> **WHAT IS BEING ASKED**:
Reproduce all of the listing below without alteration.

> **STORED DATA**:
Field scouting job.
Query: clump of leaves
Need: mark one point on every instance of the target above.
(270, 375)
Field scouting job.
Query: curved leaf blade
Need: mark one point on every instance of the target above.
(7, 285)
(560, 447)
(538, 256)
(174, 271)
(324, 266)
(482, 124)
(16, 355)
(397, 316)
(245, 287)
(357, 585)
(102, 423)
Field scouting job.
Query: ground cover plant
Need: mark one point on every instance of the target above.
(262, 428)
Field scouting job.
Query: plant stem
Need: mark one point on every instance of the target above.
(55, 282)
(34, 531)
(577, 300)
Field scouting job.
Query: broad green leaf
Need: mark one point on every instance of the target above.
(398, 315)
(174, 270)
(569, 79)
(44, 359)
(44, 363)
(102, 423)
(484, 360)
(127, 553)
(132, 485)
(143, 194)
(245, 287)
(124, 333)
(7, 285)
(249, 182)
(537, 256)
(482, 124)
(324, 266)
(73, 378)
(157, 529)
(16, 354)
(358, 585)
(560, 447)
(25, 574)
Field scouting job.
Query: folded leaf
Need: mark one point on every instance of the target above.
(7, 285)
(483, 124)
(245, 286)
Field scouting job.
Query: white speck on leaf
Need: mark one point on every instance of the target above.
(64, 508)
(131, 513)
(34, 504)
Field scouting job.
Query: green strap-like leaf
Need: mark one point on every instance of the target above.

> **COMPLETE OUTPUT**:
Field scouting job.
Query: clump of leaves
Need: mark one point on every instance of the target above.
(270, 375)
Field scouting job.
Query: curved leaf blade
Need: mark one point on every instance of the target above.
(7, 285)
(560, 447)
(538, 256)
(174, 271)
(324, 266)
(482, 124)
(16, 355)
(397, 316)
(245, 287)
(357, 585)
(102, 423)
Field scouting job.
Query: ground cover plant
Need: mark one point on every instance of the target above.
(262, 428)
Field scouting job.
Query: plant stem
Need: mark one point on every instance of the target above.
(55, 282)
(34, 531)
(577, 300)
Field scouting job.
Query: broad green leaf
Need: mark one point on every instance of the target above.
(398, 315)
(174, 270)
(569, 79)
(44, 359)
(44, 363)
(102, 423)
(484, 360)
(127, 553)
(132, 485)
(143, 194)
(245, 287)
(124, 333)
(7, 285)
(249, 182)
(537, 256)
(482, 124)
(324, 266)
(73, 378)
(157, 529)
(16, 354)
(358, 585)
(560, 447)
(25, 574)
Field scouting job.
Query: folded leaf
Need: mark one point on every instance of the target above.
(7, 285)
(483, 124)
(245, 286)
Field scouting job.
Query: white speck on leaf
Need: mark one point on every instance of the target above.
(64, 508)
(131, 513)
(34, 504)
Field scouting job.
Query: green strap-like leaf
Need: mark one point on every instance of the target above.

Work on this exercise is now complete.